[What to produce]: Quote the passage on inadmissible affidavits again from "Inadmissible Paragraphs of" to "Decision being rendered.", and swap "Delegate" for "Adjudicator" throughout.

[Excerpted passage]:
----------

Inadmissible Paragraphs of Affidavits & Memorandum
[18]
The Respondent submits that:
- the affidavits of Mark Jones and Maurice Hogue must be struck as they were not before the Delegate prior to the Decision being rendered.
- the following portions of the Applicant’s affidavit should be struck, as they were also not before the Delegate:
- Paragraph 8;
- Subparagraphs 10.1, 10.3, 10.4:
- Paragraphs 11 and 12 (and each subparagraph thereof);
- Paragraph 14;
- Exhibits “F” and “G”;
- Exhibits “K” through “N”; and
- Exhibits “U” through “AE”.
- portions of the Applicant’s affidavit be struck for consisting of argument, and are therefore improper:
- The final sentence of paragraph 3;
- The final sentence of paragraph 5; and
- Paragraphs 9 and 10.
- paragraphs of the Applicant’s Memorandum of Fact and Law should be struck, as the Respondent argues that the impugned paragraphs put forward facts that were not before the Delegate:
- Paragraphs 10 through 17;
- Paragraphs 23 through 25; and
- Paragraphs 32, 39, 45, 48.
(1)
Affidavits of Mark Jones & Maurice Hogue
[19]
Maurice Hogue’s affidavit was sworn on March 21, 2018, and Mark Jones’ affidavit was sworn on March 22, 2018. Thus, by default, the affidavit evidence was not before the Delegate when the Decision was made. None of the information found in the affidavits is found in the certified tribunal record.
[20]
In Association of Universities and Colleges of Canada v Canadian Copyright Licensing Agency, 2012 FCA 22 [“Association”], Justice Stratas discussed the different roles of administrative decision makers and the Court in reviewing those decisions. Justice Stratas confirmed for the Court that the purpose of judicial review is to canvass a review of the certified tribunal record, and not to adjudicate on the basis of further evidence not before the decision maker. As Justice Stratas stated at paragraph 19 of Association, “[a]ccordingly, as a general rule, the evidentiary record before this Court on judicial review is restricted to the evidentiary record that was before the Board”
.

----------

[Given information]:

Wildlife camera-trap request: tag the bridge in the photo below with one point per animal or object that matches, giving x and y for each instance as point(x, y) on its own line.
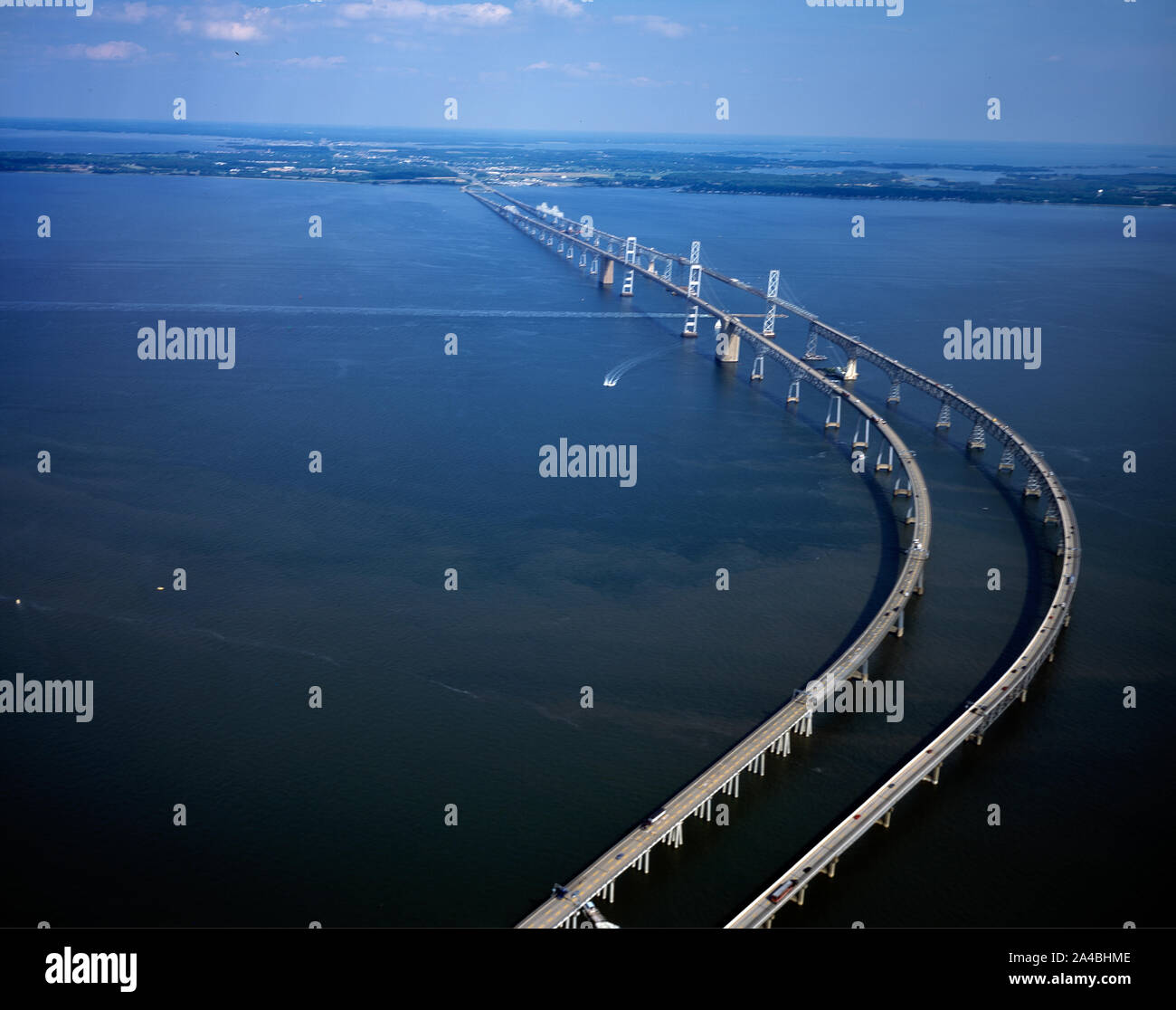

----------

[Full answer]:
Inadmissible Paragraphs of Affidavits & Memorandum
[18]
The Respondent submits that:
- the affidavits of Mark Jones and Maurice Hogue must be struck as they were not before the Adjudicator prior to the Decision being rendered.